WHAT THE TASK ASKS: Return all the entries word for word.

DATA RECORDS:

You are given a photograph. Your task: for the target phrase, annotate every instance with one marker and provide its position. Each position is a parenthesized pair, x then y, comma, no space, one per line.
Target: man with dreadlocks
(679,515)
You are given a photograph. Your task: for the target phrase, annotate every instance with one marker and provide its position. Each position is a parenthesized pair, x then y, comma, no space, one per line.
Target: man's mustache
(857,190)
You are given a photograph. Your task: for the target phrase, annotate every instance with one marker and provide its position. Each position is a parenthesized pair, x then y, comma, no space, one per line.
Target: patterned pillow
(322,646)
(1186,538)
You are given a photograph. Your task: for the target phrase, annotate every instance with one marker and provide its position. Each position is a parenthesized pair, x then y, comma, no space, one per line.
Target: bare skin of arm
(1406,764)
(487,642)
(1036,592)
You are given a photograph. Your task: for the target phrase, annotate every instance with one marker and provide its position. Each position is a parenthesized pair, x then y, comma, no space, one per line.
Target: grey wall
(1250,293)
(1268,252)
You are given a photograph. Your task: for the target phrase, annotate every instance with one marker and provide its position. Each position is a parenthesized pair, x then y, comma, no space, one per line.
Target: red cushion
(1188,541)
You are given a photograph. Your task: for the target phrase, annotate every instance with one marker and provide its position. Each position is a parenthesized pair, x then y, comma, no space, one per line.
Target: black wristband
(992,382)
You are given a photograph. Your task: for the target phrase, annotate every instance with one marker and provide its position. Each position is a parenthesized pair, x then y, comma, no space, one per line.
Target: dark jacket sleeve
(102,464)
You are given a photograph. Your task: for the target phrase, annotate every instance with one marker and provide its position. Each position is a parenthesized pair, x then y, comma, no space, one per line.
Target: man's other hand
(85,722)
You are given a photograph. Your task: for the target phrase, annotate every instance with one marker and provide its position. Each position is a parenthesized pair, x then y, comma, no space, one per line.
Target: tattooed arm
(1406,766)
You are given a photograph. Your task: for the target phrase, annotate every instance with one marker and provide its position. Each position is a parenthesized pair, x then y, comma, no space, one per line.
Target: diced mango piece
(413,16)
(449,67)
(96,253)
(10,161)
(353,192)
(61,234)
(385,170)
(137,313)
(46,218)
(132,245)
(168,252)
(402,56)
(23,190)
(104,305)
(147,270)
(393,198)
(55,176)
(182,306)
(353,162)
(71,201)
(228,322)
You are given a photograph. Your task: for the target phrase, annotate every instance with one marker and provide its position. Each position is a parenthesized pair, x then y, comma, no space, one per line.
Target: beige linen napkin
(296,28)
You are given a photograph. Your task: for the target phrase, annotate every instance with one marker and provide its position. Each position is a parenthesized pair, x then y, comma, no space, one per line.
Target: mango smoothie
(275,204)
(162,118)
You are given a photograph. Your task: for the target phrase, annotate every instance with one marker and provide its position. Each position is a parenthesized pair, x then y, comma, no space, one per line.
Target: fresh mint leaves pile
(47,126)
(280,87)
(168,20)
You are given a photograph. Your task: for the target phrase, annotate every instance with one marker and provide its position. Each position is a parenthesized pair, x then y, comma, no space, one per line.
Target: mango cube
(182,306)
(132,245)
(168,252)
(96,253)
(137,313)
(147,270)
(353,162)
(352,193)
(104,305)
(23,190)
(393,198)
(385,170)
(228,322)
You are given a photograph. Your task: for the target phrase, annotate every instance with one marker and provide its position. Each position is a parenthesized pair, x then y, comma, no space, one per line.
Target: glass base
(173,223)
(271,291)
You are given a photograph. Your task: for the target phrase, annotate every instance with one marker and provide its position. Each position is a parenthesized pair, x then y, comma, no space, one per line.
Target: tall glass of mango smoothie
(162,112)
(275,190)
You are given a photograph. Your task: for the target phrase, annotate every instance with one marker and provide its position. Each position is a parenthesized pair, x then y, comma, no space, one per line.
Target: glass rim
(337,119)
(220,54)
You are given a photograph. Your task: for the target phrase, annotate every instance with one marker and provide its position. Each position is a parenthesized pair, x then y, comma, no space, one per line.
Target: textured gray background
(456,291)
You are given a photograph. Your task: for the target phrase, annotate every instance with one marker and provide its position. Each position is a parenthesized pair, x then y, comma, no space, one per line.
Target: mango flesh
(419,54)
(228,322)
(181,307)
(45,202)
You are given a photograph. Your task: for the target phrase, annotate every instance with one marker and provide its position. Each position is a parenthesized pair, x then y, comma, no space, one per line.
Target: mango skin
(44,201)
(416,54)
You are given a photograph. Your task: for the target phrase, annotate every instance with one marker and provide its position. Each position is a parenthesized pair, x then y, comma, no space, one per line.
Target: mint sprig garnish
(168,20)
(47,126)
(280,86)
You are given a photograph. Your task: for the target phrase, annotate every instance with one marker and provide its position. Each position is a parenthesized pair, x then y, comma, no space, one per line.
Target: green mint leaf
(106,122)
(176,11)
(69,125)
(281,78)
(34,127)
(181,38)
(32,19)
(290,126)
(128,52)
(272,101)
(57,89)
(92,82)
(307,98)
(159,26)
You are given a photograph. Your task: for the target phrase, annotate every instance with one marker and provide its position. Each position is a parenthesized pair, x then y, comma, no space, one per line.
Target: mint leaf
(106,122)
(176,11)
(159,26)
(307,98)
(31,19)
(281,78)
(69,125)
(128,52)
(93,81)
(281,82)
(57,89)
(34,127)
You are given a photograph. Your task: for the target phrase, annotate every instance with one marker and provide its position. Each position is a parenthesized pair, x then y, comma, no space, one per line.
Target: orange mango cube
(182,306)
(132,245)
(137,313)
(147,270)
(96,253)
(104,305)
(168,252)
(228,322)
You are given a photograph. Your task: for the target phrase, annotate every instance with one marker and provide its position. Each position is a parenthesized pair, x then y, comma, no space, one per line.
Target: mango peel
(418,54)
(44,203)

ANSWER TO THIS EXERCISE:
You are given a photograph. Your task: for the target phrase, annotate every instance with one marker and provide its position. Each position is a parenthesized pair, x then y, comma, no space, one per line.
Target: man with dreadlocks
(679,515)
You are given a photograph. Your task: for the target phrase, annotate every instance with one marker and provide its position. Each position is a parenthesized pair, x then y, comma, no space, one per line.
Target: man's mustache
(857,190)
You are given a photograph. Your task: for the target phrase, annotate every instance with one marker and provide its position. Each position is a parenthesized pair, x then y, comma, no space, one per line.
Target: patterned pillow
(322,646)
(1186,538)
You are given a photograph. Your task: for the target phrase, annotate every instance with one marker and provide its position. Each position is a parenthesized pair, x then y, comma, no space, one per line.
Target: bare skin of arm
(1406,764)
(487,642)
(1036,592)
You are given a photograph. Your task: for the target phrase, annotate every instance with one marker and provide its position. Each position is a parenthesized pair, x then y, comma, no space, one per line.
Target: grey wall
(1250,293)
(1268,252)
You are given a photograph. Your task: for the target phrase, annotate every instance with one marker and provide its position. Each position is a parenthesized pair, x then y, comma, no space, one per line.
Target: red cushion
(1188,541)
You are given a photograph. Your task: for the target phrase, annotate every instance with one marker and provide its position. Each position is a parenthesized pair, x then y, comma, no space, one per line.
Target: black wristband
(992,382)
You are given a photograph. Your task: for the target phrase, annotate every instance with one marker and provide its position. Each position is a parenthesized pair, x then y, comma, no space, one per line.
Target: dark jacket sleeve
(102,464)
You are given a photograph. Your task: for the target phrase, annotate every instance with one marker and provide its position. Each position is a parenthesized pair, x then y, comma, no space, one per line.
Target: man's other hand
(85,722)
You are given a photograph. Your task: for the target phrase, annotate every instance with one marker and provide its position. Each position is a parenthesized pair, x then y, comma, no space, one per line.
Target: tattooed arm
(1406,766)
You are given a photograph. Your task: for the target phrase, annotate every instance with one marker and provide its position. Each position is a parenthesized pair, x then y, comma, no space, one per line.
Target: diced mango piece
(413,16)
(449,67)
(96,253)
(10,161)
(353,192)
(61,234)
(385,170)
(137,313)
(46,218)
(132,245)
(168,252)
(402,56)
(23,190)
(104,305)
(147,270)
(393,198)
(55,176)
(182,306)
(353,162)
(71,201)
(228,322)
You are given a photograph. Your task: for the target phrase, annotate every instance with one marker and provide its position. Each position is a parenthesized pair, x then y, comma, no space, one per line.
Target: beige linen napkin
(296,28)
You are given a photograph. Your task: for the target phrase, annotate every instance with one marker and provide its position. Each position is a parenthesized pair, x then y, comma, no space, one per line.
Target: mango smoothie
(275,204)
(162,118)
You are given a photograph. Your task: for the target phrase, annotate every instance with one marker and provide its position. Each position is a parenthesized pair, x then y, comma, no space, one per line.
Target: fresh mint leaves pile
(47,126)
(280,87)
(168,20)
You are given a photograph. Your task: for the target phrase, annotate every instance with one marker and provide its position. Each position is a parenthesized pair, x then y, comma, no space, one per line.
Target: mango cube
(182,306)
(132,245)
(168,252)
(96,253)
(137,313)
(147,270)
(353,162)
(352,193)
(104,305)
(23,190)
(393,198)
(385,170)
(228,322)
You are given a photograph. Your task: for the target phrase, annotate every instance with one marker and provide its position. Each position is a parenthesized pair, x then y, comma, no space, one per line.
Target: glass base
(173,223)
(271,291)
You are given a photograph. Your task: for the target phrase, annotate every instance with one marker and provide its position. Each position is a parenthesized pair, x then y, comma, no space, one per line.
Target: tall glass of mango smoothie
(162,112)
(275,190)
You are given a photograph. Your task: for the target phrase, annotate every instance with one marker and provide its position. Each position is a parenthesized pair, x then y, comma, no space, one per line.
Target: glass rim
(337,119)
(220,54)
You are given a photograph. Your task: for the target phrase, annotate every instance with one marker and provide its position. Each position is a parenthesized pair, x then y, comma, no space, one per line.
Target: textured gray background
(456,291)
You are given a photograph. Your task: for the target phrase, annotate every instance with one marker and provide its position. Each position is a parenthesized pair, x then y, comma, no space, one per line.
Target: mango flesh
(419,54)
(228,322)
(181,307)
(45,202)
You are given a photograph. Your task: for the target phrase, annotate every instance with one marker and provide its position. Each position is a parenthesized pair, x then y, comma, no space, one per line.
Target: mango skin
(44,201)
(416,54)
You are given a photograph. Your task: for the target phrase, annotate every instance with one marker and provide its position. Each position is a parenthesized pair, x then y, comma, no space, one per line.
Target: mint sprig garnish
(168,20)
(47,126)
(280,86)
You are given a photograph. Your task: for the target phrase, annotate every instance with one marker and provide its position. Each position is a parenthesized pair, x then y, comma, no space, one per line.
Target: green mint leaf
(106,122)
(176,11)
(69,125)
(281,78)
(34,127)
(181,38)
(32,19)
(290,126)
(128,52)
(272,101)
(57,89)
(92,82)
(307,98)
(159,26)
You are given a photograph. Your task: for the target phrase, annotate every instance with one marker and provide its position. Each position is a parenthesized pair, x then y, comma, no space, one per line.
Target: mint leaf
(106,122)
(176,11)
(159,26)
(307,98)
(31,19)
(281,78)
(69,125)
(128,52)
(93,81)
(281,82)
(57,89)
(34,127)
You are given a photograph. Your task: for the target phrase, annotate every instance with one marker and provide its position. Each position is a parenthesized pair, x then y, comma, no space, one per line.
Target: orange mango cube
(182,306)
(132,245)
(137,313)
(147,270)
(96,253)
(104,305)
(168,252)
(228,322)
You are given a photograph. Your task: for the target phrase, annotate every instance with one marker and provide its position. Each position is a parenthesized pair, x then y, comma, no space, one per line.
Target: mango peel
(418,54)
(44,203)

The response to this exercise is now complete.